A word-for-word copy of every entry below is required; the images do not belong in it.

[Point localization data]
_ _ _ _
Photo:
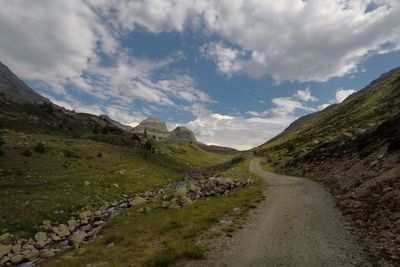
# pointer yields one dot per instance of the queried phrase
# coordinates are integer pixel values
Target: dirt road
(297, 225)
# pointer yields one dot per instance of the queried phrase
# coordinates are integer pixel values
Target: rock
(72, 224)
(182, 190)
(121, 172)
(41, 239)
(4, 260)
(55, 237)
(137, 200)
(4, 250)
(85, 216)
(48, 253)
(32, 254)
(94, 231)
(78, 238)
(46, 224)
(61, 230)
(16, 248)
(165, 204)
(4, 237)
(17, 259)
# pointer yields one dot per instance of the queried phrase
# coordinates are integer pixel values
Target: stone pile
(53, 239)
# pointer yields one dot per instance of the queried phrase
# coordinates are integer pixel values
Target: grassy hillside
(361, 112)
(72, 173)
(354, 149)
(163, 237)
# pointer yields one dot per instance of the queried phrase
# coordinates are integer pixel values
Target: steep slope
(354, 149)
(53, 162)
(182, 133)
(13, 88)
(152, 126)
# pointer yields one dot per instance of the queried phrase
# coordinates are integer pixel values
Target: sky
(235, 72)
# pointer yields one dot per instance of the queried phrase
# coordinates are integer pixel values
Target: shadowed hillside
(353, 148)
_ _ _ _
§ **YOUR SOLUTION**:
Photo:
# pointer yields one dot per instance of the queried phrase
# coordinates are integer pixel values
Target: dirt road
(297, 225)
# pointer yields one dot per instance of the queried phrase
# coordinates are integer pixel values
Target: rock
(72, 224)
(182, 190)
(121, 172)
(41, 239)
(4, 260)
(55, 237)
(137, 200)
(4, 250)
(85, 216)
(48, 253)
(32, 254)
(94, 231)
(78, 238)
(46, 224)
(61, 230)
(16, 248)
(165, 204)
(4, 237)
(17, 259)
# pointer yields one dot per instance of the queried phrase
# coordinates are integer pixel values
Target: stone pile
(53, 239)
# pointer yields one dot per instance of the queried phrase
# coordinates are integer pixel values
Target: grassy hillside
(361, 112)
(72, 173)
(354, 149)
(163, 237)
# pointer yields one dot per instance of the queried phrase
# coordinates are integer pixel values
Target: steep slope
(354, 149)
(53, 162)
(182, 133)
(13, 88)
(152, 126)
# pointer yields one dot per instance of the queried phrase
# coordinates are integer pixel values
Target: sky
(235, 72)
# pointer yields one dot per instance of the queried phrase
# coordinates are integer pixel values
Target: shadowed hillside
(353, 148)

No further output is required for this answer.